▶ **What the exercise asks**
Find and copy every line of the records that contains the word "flower". Case counts.

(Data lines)
[START]

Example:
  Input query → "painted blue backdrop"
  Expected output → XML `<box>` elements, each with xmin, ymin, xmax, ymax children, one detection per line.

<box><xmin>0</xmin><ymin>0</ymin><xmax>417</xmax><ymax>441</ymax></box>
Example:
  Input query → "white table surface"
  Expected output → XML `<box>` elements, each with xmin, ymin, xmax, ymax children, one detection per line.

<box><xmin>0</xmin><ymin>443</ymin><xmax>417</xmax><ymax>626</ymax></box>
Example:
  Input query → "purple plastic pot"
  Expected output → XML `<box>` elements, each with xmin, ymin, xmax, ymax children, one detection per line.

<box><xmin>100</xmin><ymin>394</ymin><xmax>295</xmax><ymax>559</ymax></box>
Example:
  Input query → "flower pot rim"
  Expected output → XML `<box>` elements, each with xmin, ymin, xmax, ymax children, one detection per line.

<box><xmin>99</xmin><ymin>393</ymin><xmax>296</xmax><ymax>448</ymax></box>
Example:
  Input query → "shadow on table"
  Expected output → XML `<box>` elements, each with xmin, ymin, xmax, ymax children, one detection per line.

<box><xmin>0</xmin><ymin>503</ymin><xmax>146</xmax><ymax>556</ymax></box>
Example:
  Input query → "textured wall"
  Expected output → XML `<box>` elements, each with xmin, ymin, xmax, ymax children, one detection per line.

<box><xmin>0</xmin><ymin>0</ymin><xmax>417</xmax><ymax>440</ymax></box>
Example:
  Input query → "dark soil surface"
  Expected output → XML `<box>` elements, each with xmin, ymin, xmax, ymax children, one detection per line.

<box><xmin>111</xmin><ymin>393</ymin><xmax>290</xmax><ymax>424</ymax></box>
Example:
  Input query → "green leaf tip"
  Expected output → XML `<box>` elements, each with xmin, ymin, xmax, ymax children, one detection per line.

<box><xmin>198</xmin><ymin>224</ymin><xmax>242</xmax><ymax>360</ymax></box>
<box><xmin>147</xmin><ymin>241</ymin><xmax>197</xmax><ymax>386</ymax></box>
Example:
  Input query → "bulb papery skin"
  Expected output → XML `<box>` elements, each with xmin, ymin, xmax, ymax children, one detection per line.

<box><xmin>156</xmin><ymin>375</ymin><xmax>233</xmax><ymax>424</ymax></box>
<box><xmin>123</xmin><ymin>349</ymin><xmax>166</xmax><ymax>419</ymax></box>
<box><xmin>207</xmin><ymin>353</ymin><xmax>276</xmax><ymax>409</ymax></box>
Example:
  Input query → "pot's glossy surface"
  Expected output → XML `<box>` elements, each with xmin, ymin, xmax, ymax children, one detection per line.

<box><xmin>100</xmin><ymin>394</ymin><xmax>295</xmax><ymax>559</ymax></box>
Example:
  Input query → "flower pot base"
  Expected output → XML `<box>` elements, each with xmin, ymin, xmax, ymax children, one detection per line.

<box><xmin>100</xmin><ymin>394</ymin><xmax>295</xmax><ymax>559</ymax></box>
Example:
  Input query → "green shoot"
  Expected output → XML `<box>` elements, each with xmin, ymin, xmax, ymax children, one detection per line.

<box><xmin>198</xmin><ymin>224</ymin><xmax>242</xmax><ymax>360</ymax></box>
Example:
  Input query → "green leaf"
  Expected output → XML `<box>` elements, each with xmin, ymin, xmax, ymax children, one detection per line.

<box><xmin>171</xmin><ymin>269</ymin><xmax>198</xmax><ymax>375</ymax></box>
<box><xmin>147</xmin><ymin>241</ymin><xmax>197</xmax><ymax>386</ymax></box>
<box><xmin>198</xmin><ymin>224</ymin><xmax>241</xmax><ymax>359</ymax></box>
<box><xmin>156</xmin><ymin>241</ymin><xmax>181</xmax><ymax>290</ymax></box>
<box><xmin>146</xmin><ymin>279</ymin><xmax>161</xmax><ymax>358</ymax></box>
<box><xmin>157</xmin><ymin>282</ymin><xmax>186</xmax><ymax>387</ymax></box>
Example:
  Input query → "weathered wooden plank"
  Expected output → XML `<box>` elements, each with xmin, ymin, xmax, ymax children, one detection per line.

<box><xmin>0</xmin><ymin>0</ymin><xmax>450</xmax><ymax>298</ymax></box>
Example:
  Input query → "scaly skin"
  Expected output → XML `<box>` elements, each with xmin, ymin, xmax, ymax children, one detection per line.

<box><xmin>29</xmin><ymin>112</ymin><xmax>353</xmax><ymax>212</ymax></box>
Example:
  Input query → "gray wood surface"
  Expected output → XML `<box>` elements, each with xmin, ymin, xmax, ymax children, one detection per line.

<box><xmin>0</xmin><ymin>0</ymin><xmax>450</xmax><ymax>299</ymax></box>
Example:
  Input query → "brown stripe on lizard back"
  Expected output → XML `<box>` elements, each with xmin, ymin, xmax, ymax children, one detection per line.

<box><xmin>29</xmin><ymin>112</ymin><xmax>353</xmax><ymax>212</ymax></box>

[END]

▶ **Answer for the task**
  Input query → "flower pot rim"
  Input query → "flower pot base"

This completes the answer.